_About this exercise:_
Restate word for word the lines that run from the one containing "Where can you spot the metal pipe" to the last line of the data, both ends included.

(Items listed in a dataset)
※ ※ ※
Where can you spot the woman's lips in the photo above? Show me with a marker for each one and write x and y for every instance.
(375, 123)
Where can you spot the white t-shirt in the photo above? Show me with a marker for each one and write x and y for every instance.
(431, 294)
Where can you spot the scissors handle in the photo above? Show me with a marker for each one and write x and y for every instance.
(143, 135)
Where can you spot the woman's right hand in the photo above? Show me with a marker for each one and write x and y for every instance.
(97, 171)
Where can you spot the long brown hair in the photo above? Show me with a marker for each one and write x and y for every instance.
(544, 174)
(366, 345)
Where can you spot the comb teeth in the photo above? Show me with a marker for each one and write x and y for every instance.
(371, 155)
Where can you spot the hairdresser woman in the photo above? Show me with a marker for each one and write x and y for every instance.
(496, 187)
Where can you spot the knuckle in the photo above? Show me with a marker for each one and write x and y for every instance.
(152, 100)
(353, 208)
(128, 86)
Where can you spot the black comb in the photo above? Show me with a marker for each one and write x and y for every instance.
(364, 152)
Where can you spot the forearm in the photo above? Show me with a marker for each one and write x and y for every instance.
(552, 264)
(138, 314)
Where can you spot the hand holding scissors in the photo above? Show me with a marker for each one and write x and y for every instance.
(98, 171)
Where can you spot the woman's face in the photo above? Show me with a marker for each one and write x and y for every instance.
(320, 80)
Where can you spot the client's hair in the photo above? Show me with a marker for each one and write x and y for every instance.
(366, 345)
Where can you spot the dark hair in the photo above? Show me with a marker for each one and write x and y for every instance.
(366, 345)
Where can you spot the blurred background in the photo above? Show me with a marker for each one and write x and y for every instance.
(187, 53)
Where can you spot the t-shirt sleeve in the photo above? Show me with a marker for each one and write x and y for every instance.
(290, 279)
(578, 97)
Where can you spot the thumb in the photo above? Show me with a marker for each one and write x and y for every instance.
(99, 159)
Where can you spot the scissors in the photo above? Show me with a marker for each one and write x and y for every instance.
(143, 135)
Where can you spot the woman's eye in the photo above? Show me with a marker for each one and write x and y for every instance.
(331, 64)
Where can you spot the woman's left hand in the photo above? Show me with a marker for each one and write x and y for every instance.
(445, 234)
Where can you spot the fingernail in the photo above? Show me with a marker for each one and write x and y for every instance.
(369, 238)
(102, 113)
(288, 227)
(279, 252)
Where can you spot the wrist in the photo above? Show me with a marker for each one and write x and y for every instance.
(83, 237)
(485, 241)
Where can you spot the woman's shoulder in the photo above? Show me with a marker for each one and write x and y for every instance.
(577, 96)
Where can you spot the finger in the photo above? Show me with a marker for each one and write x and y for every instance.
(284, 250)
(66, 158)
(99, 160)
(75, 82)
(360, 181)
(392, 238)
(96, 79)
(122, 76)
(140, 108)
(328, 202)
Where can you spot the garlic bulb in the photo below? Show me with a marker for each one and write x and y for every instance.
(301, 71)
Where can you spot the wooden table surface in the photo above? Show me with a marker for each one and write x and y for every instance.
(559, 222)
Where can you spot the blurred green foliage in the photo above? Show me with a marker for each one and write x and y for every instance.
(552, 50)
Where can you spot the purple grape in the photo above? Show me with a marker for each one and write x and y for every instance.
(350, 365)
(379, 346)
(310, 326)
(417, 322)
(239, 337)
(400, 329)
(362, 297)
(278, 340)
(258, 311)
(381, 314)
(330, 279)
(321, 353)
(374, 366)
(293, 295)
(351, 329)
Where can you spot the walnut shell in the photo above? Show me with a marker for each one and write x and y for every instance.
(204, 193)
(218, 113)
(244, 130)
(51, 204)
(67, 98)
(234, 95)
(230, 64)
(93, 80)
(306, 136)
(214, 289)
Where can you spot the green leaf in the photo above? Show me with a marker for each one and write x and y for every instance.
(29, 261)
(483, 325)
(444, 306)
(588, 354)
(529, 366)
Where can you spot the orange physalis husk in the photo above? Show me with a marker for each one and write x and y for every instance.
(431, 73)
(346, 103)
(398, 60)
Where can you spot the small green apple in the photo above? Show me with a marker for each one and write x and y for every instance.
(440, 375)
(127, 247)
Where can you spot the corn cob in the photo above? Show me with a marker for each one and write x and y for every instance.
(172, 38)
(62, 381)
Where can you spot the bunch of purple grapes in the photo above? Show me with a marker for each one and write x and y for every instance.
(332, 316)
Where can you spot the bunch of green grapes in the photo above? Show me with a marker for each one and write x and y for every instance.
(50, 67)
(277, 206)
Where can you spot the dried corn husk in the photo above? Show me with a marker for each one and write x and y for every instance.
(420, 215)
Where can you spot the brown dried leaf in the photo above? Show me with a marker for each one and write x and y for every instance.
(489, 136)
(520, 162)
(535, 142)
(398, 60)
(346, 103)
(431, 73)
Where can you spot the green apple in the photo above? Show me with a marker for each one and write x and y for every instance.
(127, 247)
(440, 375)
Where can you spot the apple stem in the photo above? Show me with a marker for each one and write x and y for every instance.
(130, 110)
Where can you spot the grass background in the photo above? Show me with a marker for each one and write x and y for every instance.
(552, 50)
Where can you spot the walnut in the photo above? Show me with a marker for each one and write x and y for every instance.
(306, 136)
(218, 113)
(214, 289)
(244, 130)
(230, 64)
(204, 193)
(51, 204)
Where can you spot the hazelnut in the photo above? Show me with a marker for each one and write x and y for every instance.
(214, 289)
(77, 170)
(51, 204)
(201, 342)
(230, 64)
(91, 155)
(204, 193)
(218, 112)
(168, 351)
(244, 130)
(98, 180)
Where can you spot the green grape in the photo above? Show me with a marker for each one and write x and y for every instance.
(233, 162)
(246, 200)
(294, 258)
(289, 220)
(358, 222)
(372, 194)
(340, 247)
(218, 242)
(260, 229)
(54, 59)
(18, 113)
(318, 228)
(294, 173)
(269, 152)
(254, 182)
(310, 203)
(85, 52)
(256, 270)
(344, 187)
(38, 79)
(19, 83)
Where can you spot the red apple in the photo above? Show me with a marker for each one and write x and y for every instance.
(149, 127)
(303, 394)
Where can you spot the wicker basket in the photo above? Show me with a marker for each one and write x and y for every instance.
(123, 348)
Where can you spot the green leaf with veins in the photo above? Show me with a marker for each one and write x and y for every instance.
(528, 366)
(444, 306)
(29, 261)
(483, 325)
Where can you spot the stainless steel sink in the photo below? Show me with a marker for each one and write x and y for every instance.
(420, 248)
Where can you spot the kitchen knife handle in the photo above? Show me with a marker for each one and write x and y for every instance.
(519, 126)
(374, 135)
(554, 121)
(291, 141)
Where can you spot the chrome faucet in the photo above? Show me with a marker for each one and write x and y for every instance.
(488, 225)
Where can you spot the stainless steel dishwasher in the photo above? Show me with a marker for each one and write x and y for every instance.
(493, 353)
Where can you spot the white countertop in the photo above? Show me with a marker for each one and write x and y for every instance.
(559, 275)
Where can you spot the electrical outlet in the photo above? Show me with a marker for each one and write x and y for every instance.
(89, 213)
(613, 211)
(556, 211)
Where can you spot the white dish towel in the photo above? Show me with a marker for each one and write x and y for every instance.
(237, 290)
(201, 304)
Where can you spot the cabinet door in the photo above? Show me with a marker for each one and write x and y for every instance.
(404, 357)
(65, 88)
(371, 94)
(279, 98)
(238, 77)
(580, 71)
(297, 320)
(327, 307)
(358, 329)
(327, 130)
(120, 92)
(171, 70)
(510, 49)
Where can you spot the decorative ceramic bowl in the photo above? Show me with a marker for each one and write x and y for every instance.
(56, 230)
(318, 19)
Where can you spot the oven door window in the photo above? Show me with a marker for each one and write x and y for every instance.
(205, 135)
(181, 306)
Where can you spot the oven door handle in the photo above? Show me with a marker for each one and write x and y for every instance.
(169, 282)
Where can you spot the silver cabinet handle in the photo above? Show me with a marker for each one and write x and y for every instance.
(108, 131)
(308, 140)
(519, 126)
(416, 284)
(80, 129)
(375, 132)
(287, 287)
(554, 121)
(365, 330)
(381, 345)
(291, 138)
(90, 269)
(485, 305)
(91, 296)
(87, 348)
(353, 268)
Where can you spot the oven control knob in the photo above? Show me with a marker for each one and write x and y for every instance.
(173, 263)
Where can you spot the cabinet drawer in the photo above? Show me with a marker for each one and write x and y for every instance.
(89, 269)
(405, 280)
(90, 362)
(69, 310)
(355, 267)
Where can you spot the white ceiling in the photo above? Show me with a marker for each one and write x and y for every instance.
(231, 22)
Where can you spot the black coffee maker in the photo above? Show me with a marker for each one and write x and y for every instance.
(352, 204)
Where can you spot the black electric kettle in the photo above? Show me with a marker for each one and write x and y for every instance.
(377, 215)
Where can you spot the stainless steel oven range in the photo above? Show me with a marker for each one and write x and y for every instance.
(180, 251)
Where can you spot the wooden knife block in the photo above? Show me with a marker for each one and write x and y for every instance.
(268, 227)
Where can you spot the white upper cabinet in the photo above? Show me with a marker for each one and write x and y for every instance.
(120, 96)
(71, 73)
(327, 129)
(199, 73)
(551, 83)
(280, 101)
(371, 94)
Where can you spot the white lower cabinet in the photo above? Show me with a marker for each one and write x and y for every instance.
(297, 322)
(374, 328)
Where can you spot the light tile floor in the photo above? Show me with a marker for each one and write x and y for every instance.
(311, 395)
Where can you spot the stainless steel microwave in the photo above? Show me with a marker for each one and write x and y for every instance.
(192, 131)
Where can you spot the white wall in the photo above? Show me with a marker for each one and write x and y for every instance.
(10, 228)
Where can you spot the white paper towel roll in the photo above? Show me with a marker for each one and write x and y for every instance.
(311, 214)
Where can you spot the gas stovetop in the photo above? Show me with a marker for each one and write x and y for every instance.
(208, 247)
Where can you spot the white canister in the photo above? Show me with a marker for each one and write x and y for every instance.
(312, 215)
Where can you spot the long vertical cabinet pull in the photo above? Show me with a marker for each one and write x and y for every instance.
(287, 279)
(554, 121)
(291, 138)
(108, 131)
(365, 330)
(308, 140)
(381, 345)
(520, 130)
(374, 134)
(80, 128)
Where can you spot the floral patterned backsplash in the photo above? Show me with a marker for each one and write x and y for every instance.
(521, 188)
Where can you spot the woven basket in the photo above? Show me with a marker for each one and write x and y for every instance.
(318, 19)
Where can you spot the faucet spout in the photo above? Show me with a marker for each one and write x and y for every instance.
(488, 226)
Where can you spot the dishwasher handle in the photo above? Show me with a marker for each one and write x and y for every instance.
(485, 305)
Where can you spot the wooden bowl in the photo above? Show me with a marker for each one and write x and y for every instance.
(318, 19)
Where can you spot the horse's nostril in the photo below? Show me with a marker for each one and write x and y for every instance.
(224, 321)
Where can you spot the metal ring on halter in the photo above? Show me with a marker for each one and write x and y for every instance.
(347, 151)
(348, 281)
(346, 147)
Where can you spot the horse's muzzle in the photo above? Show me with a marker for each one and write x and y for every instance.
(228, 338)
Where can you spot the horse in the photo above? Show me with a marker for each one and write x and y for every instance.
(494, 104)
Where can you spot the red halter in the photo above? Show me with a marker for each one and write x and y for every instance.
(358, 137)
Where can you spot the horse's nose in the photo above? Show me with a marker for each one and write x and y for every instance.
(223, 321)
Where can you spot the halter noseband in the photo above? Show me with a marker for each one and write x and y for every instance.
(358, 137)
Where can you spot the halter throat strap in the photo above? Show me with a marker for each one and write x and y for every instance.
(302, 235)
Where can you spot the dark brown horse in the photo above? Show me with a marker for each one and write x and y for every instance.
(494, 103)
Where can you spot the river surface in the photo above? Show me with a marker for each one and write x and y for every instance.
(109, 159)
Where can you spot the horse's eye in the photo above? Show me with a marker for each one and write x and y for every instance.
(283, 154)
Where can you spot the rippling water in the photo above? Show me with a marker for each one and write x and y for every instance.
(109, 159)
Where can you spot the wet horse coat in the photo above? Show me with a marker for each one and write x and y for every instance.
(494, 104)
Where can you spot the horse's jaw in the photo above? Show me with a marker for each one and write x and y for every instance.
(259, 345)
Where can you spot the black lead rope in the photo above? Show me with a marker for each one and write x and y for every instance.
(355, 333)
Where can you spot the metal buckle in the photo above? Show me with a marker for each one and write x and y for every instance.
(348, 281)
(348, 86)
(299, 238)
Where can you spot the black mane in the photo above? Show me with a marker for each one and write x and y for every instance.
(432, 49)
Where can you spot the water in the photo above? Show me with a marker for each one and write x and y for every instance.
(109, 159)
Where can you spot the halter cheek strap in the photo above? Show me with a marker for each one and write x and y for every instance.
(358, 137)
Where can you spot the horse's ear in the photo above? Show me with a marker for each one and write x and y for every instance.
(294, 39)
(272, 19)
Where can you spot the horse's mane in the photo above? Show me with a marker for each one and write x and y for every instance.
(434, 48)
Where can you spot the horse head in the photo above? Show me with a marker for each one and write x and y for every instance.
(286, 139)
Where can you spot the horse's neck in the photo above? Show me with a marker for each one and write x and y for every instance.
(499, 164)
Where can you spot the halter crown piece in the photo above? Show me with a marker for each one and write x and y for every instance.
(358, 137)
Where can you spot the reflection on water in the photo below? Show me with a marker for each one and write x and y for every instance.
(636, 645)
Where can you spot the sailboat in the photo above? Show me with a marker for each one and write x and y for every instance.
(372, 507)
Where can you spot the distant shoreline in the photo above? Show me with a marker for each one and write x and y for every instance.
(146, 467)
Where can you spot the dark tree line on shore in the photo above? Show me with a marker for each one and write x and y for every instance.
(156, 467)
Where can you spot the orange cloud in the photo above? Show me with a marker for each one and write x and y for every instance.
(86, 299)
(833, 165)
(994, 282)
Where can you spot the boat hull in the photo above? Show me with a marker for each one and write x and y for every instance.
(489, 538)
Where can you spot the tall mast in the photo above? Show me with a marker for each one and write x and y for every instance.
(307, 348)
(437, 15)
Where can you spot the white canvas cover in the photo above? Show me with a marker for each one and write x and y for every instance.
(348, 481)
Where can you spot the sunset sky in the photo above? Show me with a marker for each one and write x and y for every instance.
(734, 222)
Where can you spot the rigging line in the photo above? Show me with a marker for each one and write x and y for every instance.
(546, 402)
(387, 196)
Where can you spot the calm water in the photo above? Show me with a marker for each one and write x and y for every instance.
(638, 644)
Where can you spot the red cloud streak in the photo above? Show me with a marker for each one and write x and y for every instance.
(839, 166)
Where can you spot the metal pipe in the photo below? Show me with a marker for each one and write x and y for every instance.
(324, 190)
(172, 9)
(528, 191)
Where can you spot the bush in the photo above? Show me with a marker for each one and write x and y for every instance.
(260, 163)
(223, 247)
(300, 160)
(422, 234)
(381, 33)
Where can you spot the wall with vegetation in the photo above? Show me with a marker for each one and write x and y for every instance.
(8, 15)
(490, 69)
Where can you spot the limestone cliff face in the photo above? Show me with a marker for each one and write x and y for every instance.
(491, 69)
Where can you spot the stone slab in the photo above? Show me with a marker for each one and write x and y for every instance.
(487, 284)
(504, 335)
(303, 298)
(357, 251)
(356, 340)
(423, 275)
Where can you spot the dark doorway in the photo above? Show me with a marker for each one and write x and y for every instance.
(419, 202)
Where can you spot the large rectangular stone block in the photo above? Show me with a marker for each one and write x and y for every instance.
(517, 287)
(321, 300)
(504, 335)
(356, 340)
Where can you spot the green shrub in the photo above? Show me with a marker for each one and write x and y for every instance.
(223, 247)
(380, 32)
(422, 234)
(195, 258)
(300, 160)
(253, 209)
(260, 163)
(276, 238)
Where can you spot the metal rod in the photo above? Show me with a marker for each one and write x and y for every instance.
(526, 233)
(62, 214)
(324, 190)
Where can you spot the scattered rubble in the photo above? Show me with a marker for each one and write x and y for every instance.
※ ※ ※
_The completed task:_
Where can you spot the metal pipe in the photo below? Show me with a marker for each one and write x and y for every instance.
(324, 190)
(172, 9)
(528, 191)
Where can you spot the bush in the photo above? Show me with a marker for each one and write x and y for every instance.
(260, 163)
(223, 247)
(300, 160)
(422, 234)
(381, 33)
Where can you spot the wall with vegetation in the photo above? Show me with a marker for each one and write x and y for every instance.
(8, 15)
(490, 69)
Where can you spot the limestone cliff face in the photo above? Show me with a marker for each one and write x and y for every instance.
(491, 69)
Where can you spot the stone slab in the photo above? Show me with a marker for each one and write x and y for every instance.
(487, 284)
(504, 335)
(303, 298)
(357, 251)
(356, 340)
(423, 275)
Where can you spot the dark doorway in the photo above? Show me with a marker for each one and write x and y for every instance.
(419, 202)
Where can you spot the large rectangular stone block in the photo above? Show me with a marker for each one and write x and y for every instance.
(517, 287)
(321, 300)
(504, 335)
(356, 340)
Where can you spot the green shrub in the photo above? Show me with a marker for each one and write x and y for every instance.
(223, 247)
(380, 32)
(422, 234)
(195, 258)
(300, 160)
(253, 209)
(260, 163)
(276, 238)
Where can you spot the metal rod in the photo above? Show me with a marker for each one and write x and y for every instance.
(526, 233)
(62, 214)
(324, 190)
Where can you spot the scattered rubble in the photo above? Show me with a marker for each one and write x and y for every instance.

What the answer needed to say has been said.